Exercise
Reproduce every line of the items, requests included, starting with the line that contains "[locate] window (one" and going on through the end of the items. Shift each x and y coordinate in the answers by -126, and leave the numbers in the requests unchanged.

Entries from a dataset
********
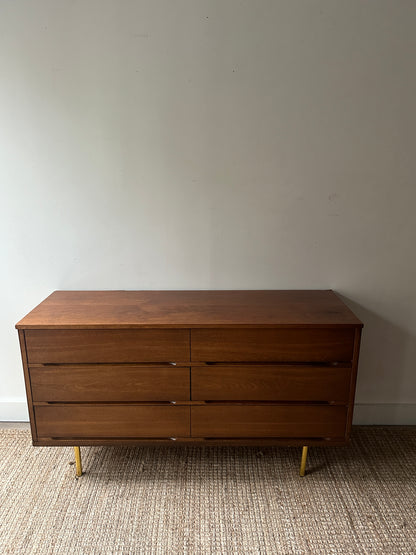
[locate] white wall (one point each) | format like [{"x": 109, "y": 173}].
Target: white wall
[{"x": 213, "y": 144}]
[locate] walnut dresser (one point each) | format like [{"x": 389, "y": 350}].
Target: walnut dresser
[{"x": 200, "y": 367}]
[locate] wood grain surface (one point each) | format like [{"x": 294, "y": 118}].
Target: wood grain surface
[
  {"x": 118, "y": 421},
  {"x": 111, "y": 383},
  {"x": 271, "y": 383},
  {"x": 268, "y": 421},
  {"x": 189, "y": 309}
]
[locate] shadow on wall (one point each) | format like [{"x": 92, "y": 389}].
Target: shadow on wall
[{"x": 385, "y": 347}]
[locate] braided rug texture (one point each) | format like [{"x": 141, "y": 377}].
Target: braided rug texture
[{"x": 355, "y": 499}]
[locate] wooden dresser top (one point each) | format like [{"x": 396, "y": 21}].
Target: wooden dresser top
[{"x": 189, "y": 309}]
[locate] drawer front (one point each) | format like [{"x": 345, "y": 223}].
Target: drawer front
[
  {"x": 268, "y": 421},
  {"x": 274, "y": 345},
  {"x": 89, "y": 346},
  {"x": 270, "y": 383},
  {"x": 108, "y": 383},
  {"x": 111, "y": 421}
]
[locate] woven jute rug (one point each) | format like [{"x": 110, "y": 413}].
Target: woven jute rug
[{"x": 355, "y": 499}]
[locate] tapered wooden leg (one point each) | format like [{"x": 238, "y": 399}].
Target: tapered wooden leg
[
  {"x": 78, "y": 462},
  {"x": 303, "y": 461}
]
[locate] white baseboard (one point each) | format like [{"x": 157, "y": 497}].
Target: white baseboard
[
  {"x": 15, "y": 410},
  {"x": 389, "y": 414}
]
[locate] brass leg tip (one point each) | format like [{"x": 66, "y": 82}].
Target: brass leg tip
[{"x": 303, "y": 461}]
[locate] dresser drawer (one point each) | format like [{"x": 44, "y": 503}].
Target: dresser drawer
[
  {"x": 268, "y": 421},
  {"x": 89, "y": 346},
  {"x": 270, "y": 383},
  {"x": 274, "y": 345},
  {"x": 111, "y": 421},
  {"x": 100, "y": 383}
]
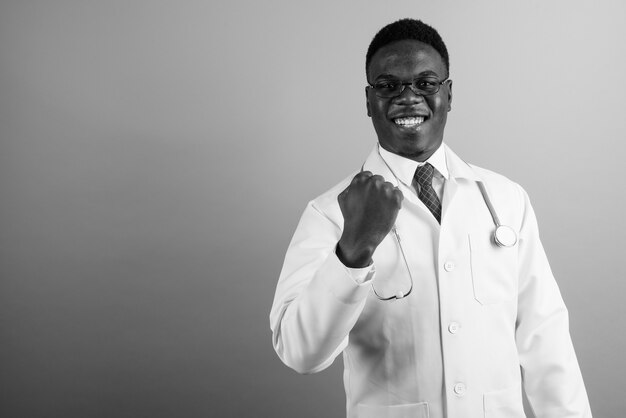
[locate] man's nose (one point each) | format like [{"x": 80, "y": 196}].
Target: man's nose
[{"x": 408, "y": 95}]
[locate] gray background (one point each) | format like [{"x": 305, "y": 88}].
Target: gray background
[{"x": 156, "y": 156}]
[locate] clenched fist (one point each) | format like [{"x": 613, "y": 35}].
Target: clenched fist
[{"x": 369, "y": 206}]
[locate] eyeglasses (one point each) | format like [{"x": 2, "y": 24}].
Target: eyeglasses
[{"x": 424, "y": 86}]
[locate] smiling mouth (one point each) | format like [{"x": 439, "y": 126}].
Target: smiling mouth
[{"x": 409, "y": 122}]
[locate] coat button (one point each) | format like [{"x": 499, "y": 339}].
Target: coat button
[{"x": 460, "y": 389}]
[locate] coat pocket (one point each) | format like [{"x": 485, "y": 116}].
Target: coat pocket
[
  {"x": 413, "y": 410},
  {"x": 506, "y": 403},
  {"x": 494, "y": 270}
]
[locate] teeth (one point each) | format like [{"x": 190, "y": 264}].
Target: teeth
[{"x": 409, "y": 121}]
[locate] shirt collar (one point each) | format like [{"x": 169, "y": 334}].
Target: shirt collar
[{"x": 404, "y": 168}]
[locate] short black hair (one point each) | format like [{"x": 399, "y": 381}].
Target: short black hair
[{"x": 407, "y": 29}]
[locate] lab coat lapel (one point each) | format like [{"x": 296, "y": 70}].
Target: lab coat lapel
[{"x": 459, "y": 171}]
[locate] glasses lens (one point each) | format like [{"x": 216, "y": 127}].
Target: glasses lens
[
  {"x": 392, "y": 88},
  {"x": 428, "y": 85},
  {"x": 388, "y": 88}
]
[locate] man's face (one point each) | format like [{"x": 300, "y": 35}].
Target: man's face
[{"x": 394, "y": 118}]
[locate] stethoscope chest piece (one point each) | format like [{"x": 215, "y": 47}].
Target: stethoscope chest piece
[{"x": 505, "y": 236}]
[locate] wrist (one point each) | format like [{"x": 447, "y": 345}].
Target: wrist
[{"x": 354, "y": 256}]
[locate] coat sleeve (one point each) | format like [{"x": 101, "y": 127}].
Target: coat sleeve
[
  {"x": 317, "y": 302},
  {"x": 552, "y": 379}
]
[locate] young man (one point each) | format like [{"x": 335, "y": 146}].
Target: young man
[{"x": 398, "y": 267}]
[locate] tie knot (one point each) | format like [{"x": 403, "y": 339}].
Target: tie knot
[{"x": 424, "y": 174}]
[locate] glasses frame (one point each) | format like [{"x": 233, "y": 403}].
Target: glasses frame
[{"x": 411, "y": 86}]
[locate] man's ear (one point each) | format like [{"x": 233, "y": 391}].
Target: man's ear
[{"x": 449, "y": 95}]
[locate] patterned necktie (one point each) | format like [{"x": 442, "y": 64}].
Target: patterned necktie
[{"x": 424, "y": 177}]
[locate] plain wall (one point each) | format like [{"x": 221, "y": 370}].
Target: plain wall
[{"x": 155, "y": 158}]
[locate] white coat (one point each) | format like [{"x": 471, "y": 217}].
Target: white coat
[{"x": 482, "y": 324}]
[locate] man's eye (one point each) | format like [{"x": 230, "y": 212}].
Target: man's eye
[
  {"x": 426, "y": 83},
  {"x": 386, "y": 85}
]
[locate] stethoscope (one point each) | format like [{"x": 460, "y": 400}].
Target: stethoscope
[{"x": 503, "y": 235}]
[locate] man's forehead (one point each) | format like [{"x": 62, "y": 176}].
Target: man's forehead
[{"x": 407, "y": 56}]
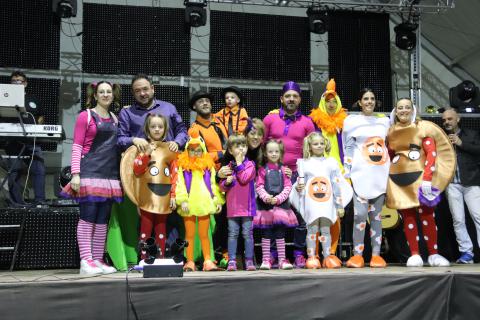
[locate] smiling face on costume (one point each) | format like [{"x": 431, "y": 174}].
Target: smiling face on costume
[
  {"x": 156, "y": 128},
  {"x": 291, "y": 101},
  {"x": 331, "y": 104},
  {"x": 320, "y": 189},
  {"x": 374, "y": 151},
  {"x": 231, "y": 99}
]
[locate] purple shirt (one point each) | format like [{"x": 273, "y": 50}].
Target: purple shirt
[
  {"x": 298, "y": 129},
  {"x": 131, "y": 122}
]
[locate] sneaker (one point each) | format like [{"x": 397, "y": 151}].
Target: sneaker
[
  {"x": 88, "y": 266},
  {"x": 465, "y": 258},
  {"x": 209, "y": 265},
  {"x": 436, "y": 260},
  {"x": 415, "y": 261},
  {"x": 106, "y": 269},
  {"x": 232, "y": 265},
  {"x": 249, "y": 265},
  {"x": 284, "y": 264},
  {"x": 266, "y": 265},
  {"x": 300, "y": 261},
  {"x": 189, "y": 266},
  {"x": 313, "y": 263}
]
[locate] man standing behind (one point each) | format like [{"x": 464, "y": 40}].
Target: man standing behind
[
  {"x": 34, "y": 115},
  {"x": 291, "y": 126},
  {"x": 466, "y": 182},
  {"x": 131, "y": 119},
  {"x": 123, "y": 231},
  {"x": 207, "y": 126}
]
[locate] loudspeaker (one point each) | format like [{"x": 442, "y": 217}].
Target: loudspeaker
[{"x": 49, "y": 238}]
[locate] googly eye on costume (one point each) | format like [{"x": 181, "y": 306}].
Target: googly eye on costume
[{"x": 153, "y": 171}]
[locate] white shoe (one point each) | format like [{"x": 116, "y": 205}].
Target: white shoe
[
  {"x": 106, "y": 269},
  {"x": 415, "y": 261},
  {"x": 436, "y": 260},
  {"x": 89, "y": 267}
]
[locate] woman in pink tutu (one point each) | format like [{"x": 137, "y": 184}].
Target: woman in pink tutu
[
  {"x": 273, "y": 210},
  {"x": 95, "y": 180}
]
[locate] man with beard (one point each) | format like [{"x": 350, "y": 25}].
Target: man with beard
[
  {"x": 291, "y": 126},
  {"x": 122, "y": 230},
  {"x": 132, "y": 118},
  {"x": 465, "y": 185},
  {"x": 207, "y": 127}
]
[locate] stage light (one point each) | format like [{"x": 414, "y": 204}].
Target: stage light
[
  {"x": 65, "y": 176},
  {"x": 195, "y": 12},
  {"x": 65, "y": 8},
  {"x": 317, "y": 19},
  {"x": 405, "y": 37},
  {"x": 465, "y": 97}
]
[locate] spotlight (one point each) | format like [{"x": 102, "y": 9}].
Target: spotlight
[
  {"x": 318, "y": 20},
  {"x": 65, "y": 8},
  {"x": 405, "y": 37},
  {"x": 465, "y": 97},
  {"x": 195, "y": 12}
]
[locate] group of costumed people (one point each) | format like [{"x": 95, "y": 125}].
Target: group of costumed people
[{"x": 399, "y": 160}]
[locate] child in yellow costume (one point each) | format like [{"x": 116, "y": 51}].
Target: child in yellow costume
[
  {"x": 329, "y": 117},
  {"x": 197, "y": 196}
]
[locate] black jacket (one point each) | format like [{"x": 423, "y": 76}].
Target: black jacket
[{"x": 468, "y": 157}]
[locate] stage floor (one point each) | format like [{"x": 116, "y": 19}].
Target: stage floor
[
  {"x": 396, "y": 292},
  {"x": 29, "y": 276}
]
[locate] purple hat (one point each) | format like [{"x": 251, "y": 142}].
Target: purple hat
[{"x": 291, "y": 85}]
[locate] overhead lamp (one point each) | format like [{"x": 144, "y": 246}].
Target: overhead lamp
[
  {"x": 405, "y": 37},
  {"x": 195, "y": 12},
  {"x": 65, "y": 8},
  {"x": 317, "y": 19}
]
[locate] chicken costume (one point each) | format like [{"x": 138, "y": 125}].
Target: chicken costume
[
  {"x": 331, "y": 127},
  {"x": 421, "y": 152},
  {"x": 148, "y": 181},
  {"x": 197, "y": 187}
]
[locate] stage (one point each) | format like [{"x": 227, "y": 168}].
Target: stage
[{"x": 396, "y": 292}]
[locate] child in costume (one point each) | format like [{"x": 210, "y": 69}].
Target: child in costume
[
  {"x": 241, "y": 208},
  {"x": 366, "y": 163},
  {"x": 320, "y": 195},
  {"x": 423, "y": 163},
  {"x": 329, "y": 117},
  {"x": 95, "y": 180},
  {"x": 154, "y": 210},
  {"x": 198, "y": 196},
  {"x": 274, "y": 213},
  {"x": 233, "y": 118}
]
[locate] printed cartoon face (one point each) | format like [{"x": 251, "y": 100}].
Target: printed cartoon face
[
  {"x": 320, "y": 189},
  {"x": 150, "y": 190},
  {"x": 374, "y": 151},
  {"x": 406, "y": 168}
]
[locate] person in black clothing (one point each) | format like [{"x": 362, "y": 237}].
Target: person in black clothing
[
  {"x": 34, "y": 115},
  {"x": 465, "y": 185}
]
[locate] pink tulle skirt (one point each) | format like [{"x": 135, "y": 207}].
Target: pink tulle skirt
[
  {"x": 276, "y": 216},
  {"x": 95, "y": 190}
]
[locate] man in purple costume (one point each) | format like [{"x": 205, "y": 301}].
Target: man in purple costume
[{"x": 291, "y": 126}]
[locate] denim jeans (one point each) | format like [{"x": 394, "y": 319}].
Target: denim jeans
[
  {"x": 456, "y": 195},
  {"x": 234, "y": 224}
]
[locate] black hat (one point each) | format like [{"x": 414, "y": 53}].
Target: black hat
[
  {"x": 236, "y": 90},
  {"x": 198, "y": 95}
]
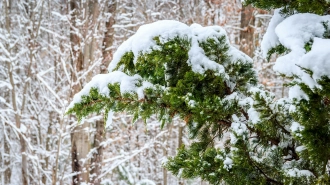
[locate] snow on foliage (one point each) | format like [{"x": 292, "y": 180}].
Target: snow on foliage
[{"x": 304, "y": 37}]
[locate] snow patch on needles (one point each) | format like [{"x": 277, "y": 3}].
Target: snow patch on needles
[
  {"x": 294, "y": 33},
  {"x": 128, "y": 84},
  {"x": 143, "y": 42}
]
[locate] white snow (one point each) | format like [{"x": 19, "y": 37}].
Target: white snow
[
  {"x": 128, "y": 84},
  {"x": 318, "y": 59},
  {"x": 294, "y": 33},
  {"x": 294, "y": 172},
  {"x": 296, "y": 127},
  {"x": 270, "y": 38},
  {"x": 143, "y": 42},
  {"x": 227, "y": 163},
  {"x": 296, "y": 92},
  {"x": 109, "y": 119}
]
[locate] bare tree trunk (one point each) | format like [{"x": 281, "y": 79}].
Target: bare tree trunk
[
  {"x": 247, "y": 32},
  {"x": 97, "y": 158},
  {"x": 79, "y": 137},
  {"x": 108, "y": 37},
  {"x": 96, "y": 161}
]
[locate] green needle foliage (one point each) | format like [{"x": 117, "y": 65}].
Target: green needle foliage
[
  {"x": 271, "y": 141},
  {"x": 289, "y": 7}
]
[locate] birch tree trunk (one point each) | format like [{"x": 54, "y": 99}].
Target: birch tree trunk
[
  {"x": 247, "y": 31},
  {"x": 80, "y": 145}
]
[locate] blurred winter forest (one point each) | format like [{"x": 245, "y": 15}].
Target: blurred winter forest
[{"x": 50, "y": 48}]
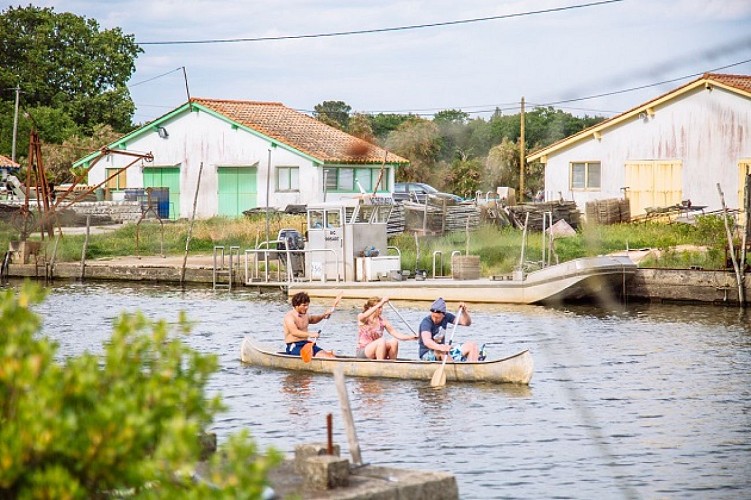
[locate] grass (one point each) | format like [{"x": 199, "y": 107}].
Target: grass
[{"x": 499, "y": 248}]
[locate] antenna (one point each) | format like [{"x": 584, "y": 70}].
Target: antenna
[{"x": 185, "y": 77}]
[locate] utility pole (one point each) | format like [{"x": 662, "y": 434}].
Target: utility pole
[
  {"x": 522, "y": 154},
  {"x": 15, "y": 126}
]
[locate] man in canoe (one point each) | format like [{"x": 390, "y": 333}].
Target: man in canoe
[
  {"x": 433, "y": 342},
  {"x": 296, "y": 323}
]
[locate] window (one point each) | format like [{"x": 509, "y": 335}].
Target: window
[
  {"x": 343, "y": 179},
  {"x": 585, "y": 175},
  {"x": 287, "y": 178},
  {"x": 118, "y": 181}
]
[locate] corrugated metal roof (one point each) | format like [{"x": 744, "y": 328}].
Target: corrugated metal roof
[
  {"x": 300, "y": 131},
  {"x": 736, "y": 83}
]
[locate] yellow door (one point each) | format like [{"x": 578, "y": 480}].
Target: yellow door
[{"x": 654, "y": 184}]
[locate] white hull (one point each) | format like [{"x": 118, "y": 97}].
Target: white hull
[{"x": 588, "y": 278}]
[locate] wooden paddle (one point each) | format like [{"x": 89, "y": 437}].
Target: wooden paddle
[
  {"x": 439, "y": 377},
  {"x": 306, "y": 353},
  {"x": 402, "y": 317}
]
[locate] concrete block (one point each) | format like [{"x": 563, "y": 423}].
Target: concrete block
[
  {"x": 325, "y": 472},
  {"x": 305, "y": 451}
]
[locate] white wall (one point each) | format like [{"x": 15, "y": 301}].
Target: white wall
[
  {"x": 196, "y": 137},
  {"x": 709, "y": 131}
]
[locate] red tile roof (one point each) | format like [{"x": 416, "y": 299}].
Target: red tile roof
[
  {"x": 740, "y": 82},
  {"x": 302, "y": 132}
]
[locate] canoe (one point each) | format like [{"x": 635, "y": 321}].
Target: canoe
[{"x": 515, "y": 369}]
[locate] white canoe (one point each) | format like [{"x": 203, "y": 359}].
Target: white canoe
[{"x": 516, "y": 369}]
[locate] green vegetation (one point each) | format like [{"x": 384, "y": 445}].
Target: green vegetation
[
  {"x": 680, "y": 245},
  {"x": 126, "y": 423}
]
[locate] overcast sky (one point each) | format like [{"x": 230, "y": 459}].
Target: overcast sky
[{"x": 474, "y": 66}]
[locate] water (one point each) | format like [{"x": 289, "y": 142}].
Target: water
[{"x": 651, "y": 401}]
********
The completed task
[locate] window (one point each) | format like [{"x": 509, "y": 335}].
Target: window
[
  {"x": 217, "y": 53},
  {"x": 459, "y": 49},
  {"x": 161, "y": 52},
  {"x": -8, "y": 55}
]
[locate] corrugated metal roof (one point each) | format like [{"x": 744, "y": 328}].
Target: corrugated metal roof
[
  {"x": 174, "y": 5},
  {"x": 610, "y": -43}
]
[locate] yellow door (one point each) | format like [{"x": 578, "y": 480}].
Target: yellow door
[{"x": 528, "y": 58}]
[locate] white hull (one point each) | format like [{"x": 118, "y": 97}].
Target: white hull
[{"x": 462, "y": 152}]
[locate] wooden paddle (one point each) | format like [{"x": 89, "y": 437}].
Target: wooden paddle
[
  {"x": 313, "y": 251},
  {"x": 180, "y": 227},
  {"x": 276, "y": 191}
]
[locate] concrete block (one point each) | format like [{"x": 563, "y": 423}].
Target: concrete block
[
  {"x": 199, "y": 346},
  {"x": 179, "y": 325}
]
[locate] white wall (one point each) | format like [{"x": 15, "y": 301}].
Target: white wall
[
  {"x": 70, "y": 11},
  {"x": 583, "y": 5}
]
[locate] red tile roof (one point each) | format like [{"x": 416, "y": 299}].
Target: red tile roof
[
  {"x": 614, "y": -44},
  {"x": 176, "y": 6}
]
[locate] canoe (one point each) | format like [{"x": 635, "y": 321}].
Target: canoe
[{"x": 389, "y": 243}]
[locate] white canoe (one point each) | format like [{"x": 203, "y": 359}].
Target: white canoe
[{"x": 390, "y": 243}]
[locate] green vegetation (one point each) | format like [{"x": 384, "y": 445}].
Target: green vegetation
[
  {"x": 554, "y": 119},
  {"x": 0, "y": 297}
]
[locate] overcast sky (one point each) | format like [{"x": 230, "y": 459}].
Target: overcast sky
[{"x": 348, "y": -60}]
[locate] water (one point each) | format like [{"x": 289, "y": 142}].
Target: water
[{"x": 525, "y": 275}]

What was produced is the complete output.